*ASSIGNMENT A*:
Summarize the report on cholera in Zimbabwe in two sentences.
*ASSIGNMENT B*:
Please quote the report on cholera in Zimbabwe from "The focus of" to "these rural districts.".

SOURCE PASSAGE START

Cholera levels in rural Zimbabwe may still rise

The recent outbreak of cholera in Zimbabwe is the worst the country has seen in many years. MSF is responding in a number of areas across the country to save people who have been stricken with the water-borne illness.

The southern town of Beitbridge, on the border with South Africa, has been particularly hard hit. In one week since 14 November, more than 1,500 cases were reported in this town of approximately 50,000 people. The very poor water and sanitation conditions in the town makes it easier for the bacteria to spread.

The focus of Zimbabwe's cholera outbreak is increasingly in the rural areas. Cases are appearing in many places, sometimes just a few here and there, while other areas report a steady and significant increase of cases each week. As is often seen in rural outbreaks, deaths occur more commonly in the community, before interventions can start. The concern is that the peak has not yet been reached in many of these rural districts.

Cases continue to decrease in Harare, but the number of cases occurring there and in Kadoma, another urban area, is still significant. The cases remain a serious concern because they are being found in areas that previously had only very low numbers or no cases of cholera. The lack of sanitation services continues to be a problem in the suburbs and could result in higher case numbers again, such as what was seen in November and December 2008.

Cholera cases are also being found in neighbouring countries and MSF is responding as needed. Apart from the cholera in South Africa, which is clearly linked to the cholera outbreak in Zimbabwe, It is believed that current cholera cases in countries such as Malawi, Mozambique and Zambia are the result of the normal cholera season and are not related to the Zimbabwe cholera outbreak.

SOURCE PASSAGE END
DATASET CONTENT START

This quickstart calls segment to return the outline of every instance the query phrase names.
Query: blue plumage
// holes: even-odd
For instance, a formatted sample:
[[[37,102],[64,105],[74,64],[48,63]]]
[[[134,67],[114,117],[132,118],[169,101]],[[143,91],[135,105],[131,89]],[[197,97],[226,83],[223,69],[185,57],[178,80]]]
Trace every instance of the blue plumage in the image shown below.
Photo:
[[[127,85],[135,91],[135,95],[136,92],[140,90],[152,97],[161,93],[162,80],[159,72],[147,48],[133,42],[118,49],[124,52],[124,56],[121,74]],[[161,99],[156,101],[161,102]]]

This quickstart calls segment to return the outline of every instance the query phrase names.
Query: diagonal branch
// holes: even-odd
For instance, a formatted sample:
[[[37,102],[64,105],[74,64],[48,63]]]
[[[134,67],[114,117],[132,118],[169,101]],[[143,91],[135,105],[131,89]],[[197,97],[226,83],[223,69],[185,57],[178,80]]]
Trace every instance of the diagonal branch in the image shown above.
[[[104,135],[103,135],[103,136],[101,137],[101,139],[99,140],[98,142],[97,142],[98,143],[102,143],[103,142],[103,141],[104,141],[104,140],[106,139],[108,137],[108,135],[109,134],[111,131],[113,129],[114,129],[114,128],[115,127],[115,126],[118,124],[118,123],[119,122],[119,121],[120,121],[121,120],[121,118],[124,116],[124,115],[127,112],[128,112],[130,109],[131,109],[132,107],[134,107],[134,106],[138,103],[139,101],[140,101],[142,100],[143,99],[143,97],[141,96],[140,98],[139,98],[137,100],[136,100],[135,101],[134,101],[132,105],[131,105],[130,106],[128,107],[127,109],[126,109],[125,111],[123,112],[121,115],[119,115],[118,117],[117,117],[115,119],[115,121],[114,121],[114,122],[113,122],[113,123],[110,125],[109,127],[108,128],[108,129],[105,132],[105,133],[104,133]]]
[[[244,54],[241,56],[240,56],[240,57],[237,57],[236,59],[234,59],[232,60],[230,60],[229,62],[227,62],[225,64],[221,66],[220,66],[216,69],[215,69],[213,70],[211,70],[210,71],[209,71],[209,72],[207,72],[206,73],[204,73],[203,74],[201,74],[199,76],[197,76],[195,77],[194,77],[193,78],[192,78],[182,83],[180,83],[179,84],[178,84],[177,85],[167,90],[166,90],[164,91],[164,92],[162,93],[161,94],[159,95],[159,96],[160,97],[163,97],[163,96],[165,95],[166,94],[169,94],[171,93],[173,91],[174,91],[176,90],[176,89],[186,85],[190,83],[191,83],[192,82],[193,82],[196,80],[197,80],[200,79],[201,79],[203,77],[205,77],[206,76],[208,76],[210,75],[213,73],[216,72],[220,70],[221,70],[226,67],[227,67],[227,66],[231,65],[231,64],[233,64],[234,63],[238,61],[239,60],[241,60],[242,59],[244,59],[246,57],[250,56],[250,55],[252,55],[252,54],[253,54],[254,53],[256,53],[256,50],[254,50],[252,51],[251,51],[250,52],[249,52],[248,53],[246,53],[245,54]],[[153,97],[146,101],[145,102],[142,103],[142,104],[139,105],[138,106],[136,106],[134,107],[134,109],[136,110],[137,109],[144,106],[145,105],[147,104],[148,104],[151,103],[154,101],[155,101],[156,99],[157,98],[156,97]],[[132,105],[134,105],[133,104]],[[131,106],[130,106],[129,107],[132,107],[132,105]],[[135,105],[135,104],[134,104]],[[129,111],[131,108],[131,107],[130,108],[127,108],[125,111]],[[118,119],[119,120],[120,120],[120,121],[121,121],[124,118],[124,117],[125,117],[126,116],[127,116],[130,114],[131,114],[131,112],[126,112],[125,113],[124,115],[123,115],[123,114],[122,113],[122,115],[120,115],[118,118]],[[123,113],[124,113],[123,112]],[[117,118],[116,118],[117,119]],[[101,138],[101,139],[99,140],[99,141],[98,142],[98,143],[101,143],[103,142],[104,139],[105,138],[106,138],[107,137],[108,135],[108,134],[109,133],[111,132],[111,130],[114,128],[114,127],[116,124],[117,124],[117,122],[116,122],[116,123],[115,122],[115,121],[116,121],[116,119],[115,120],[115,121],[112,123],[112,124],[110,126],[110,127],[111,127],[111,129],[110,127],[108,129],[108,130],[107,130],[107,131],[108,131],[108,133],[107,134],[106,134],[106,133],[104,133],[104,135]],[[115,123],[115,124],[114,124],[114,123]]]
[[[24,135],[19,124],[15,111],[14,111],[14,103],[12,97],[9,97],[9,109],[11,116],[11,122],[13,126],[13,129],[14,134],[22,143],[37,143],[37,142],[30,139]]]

DATASET CONTENT END
DATASET CONTENT START

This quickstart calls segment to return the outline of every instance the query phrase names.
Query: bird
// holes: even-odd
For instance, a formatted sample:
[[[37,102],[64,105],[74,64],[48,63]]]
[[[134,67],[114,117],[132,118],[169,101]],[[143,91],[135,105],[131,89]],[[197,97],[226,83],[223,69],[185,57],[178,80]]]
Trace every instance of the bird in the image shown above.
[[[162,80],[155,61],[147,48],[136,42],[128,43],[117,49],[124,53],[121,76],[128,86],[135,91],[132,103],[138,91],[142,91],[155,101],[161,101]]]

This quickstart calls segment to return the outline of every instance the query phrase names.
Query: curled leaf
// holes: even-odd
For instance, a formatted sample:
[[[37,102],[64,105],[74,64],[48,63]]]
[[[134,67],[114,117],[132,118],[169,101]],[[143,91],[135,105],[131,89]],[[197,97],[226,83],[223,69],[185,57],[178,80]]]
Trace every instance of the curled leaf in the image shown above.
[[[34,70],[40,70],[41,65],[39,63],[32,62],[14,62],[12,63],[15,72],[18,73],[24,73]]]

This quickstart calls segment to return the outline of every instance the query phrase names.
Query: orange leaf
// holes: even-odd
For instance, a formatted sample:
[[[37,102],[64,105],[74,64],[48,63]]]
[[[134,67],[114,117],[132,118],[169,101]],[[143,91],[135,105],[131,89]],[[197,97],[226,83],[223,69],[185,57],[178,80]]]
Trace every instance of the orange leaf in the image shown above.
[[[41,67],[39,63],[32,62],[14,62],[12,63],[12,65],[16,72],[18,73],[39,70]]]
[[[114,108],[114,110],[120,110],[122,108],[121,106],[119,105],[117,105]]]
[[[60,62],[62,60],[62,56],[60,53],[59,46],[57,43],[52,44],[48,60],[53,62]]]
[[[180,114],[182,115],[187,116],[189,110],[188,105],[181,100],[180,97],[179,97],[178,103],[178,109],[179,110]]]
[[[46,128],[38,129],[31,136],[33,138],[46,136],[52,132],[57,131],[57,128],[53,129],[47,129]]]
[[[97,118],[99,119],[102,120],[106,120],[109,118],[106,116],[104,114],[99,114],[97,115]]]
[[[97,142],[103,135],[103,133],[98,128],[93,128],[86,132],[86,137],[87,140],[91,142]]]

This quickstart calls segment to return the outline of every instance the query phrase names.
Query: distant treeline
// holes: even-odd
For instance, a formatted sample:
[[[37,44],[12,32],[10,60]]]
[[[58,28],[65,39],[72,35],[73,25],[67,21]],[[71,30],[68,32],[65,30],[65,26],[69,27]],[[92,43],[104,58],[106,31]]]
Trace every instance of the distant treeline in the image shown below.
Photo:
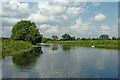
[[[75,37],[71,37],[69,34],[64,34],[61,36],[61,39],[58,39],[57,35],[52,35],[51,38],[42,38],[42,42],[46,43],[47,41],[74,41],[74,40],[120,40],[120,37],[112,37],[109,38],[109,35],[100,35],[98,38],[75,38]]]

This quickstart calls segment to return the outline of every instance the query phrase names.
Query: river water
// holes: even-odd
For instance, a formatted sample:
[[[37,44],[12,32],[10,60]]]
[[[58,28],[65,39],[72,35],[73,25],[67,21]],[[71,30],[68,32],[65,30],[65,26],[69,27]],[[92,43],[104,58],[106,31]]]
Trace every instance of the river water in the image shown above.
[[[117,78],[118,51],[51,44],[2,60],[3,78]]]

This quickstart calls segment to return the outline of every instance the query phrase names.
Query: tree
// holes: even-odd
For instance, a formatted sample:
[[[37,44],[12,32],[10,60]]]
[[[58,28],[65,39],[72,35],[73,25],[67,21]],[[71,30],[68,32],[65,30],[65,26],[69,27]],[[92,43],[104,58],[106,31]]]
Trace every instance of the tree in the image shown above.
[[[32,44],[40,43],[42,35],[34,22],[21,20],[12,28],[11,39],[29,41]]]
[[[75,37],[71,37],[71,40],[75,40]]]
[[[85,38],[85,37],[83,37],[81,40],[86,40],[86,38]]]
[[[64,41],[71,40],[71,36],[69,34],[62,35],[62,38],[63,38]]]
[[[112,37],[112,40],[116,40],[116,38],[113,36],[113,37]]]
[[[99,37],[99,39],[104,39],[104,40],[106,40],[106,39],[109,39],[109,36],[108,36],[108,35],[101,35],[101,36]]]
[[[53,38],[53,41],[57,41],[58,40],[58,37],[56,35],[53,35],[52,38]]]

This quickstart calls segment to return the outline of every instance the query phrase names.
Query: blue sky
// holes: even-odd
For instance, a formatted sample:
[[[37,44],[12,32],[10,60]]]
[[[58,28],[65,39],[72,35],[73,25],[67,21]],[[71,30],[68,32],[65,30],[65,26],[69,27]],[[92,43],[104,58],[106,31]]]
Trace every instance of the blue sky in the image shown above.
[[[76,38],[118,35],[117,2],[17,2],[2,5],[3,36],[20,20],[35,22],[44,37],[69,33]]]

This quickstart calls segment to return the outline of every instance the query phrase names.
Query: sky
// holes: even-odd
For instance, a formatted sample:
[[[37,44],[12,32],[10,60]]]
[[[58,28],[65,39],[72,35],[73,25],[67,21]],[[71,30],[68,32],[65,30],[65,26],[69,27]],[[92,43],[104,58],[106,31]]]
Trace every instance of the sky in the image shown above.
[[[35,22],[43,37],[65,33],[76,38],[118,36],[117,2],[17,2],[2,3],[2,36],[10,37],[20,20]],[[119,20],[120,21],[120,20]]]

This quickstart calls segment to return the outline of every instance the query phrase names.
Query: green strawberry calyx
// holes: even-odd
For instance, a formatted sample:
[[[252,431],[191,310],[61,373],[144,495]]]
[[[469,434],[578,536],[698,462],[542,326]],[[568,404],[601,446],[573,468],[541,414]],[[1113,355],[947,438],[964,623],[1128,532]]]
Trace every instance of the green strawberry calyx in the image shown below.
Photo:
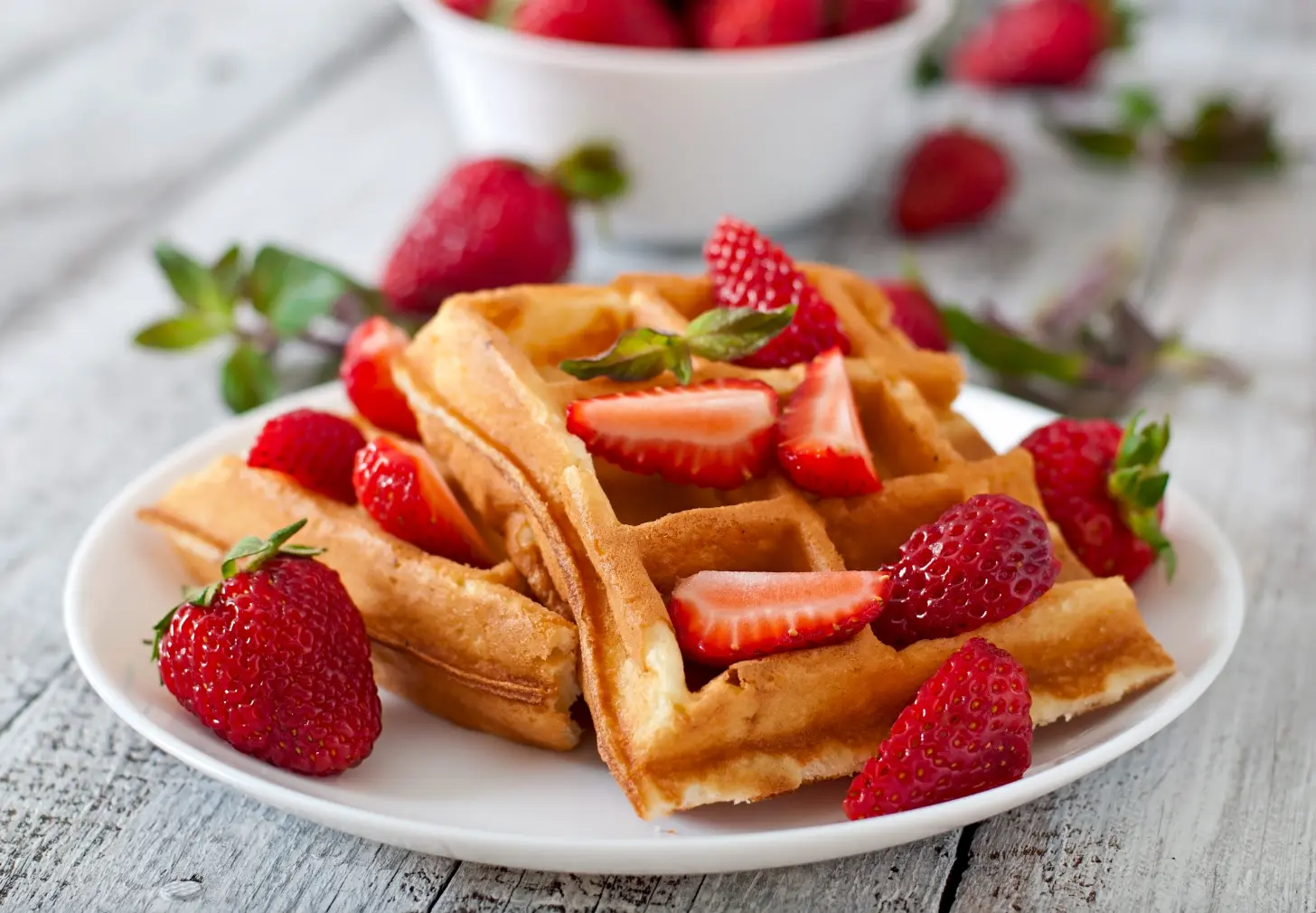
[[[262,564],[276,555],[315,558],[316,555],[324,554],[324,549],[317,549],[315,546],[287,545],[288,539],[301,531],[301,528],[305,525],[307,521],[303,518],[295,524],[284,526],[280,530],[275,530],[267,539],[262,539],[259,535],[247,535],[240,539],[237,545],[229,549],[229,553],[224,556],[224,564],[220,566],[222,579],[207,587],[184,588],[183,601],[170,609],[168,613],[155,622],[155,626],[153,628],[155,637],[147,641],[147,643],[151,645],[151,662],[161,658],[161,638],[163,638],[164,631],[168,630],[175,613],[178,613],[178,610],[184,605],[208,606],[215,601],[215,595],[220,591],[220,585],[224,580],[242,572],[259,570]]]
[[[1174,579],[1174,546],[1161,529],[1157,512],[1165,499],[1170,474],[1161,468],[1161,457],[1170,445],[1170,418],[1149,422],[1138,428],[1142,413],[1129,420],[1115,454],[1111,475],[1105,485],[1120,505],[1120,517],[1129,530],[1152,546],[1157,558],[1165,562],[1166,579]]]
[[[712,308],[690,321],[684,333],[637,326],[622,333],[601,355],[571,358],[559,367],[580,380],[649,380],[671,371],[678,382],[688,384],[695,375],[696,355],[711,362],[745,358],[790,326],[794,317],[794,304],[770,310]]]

DATASET CONTENT END

*REPLY A*:
Zimbabwe's cholera outbreak, the worst the country has seen in many years, has hit the border town of Beitbridge particularly hard and is increasingly centered in rural areas, where the peak may not yet have been reached in many districts. Cases are decreasing in Harare but remain significant there and in Kadoma, and while cases in South Africa are clearly linked to the outbreak, those in Malawi, Mozambique and Zambia are believed to stem from the normal cholera season.

*REPLY B*:
The focus of Zimbabwe's cholera outbreak is increasingly in the rural areas. Cases are appearing in many places, sometimes just a few here and there, while other areas report a steady and significant increase of cases each week. As is often seen in rural outbreaks, deaths occur more commonly in the community, before interventions can start. The concern is that the peak has not yet been reached in many of these rural districts.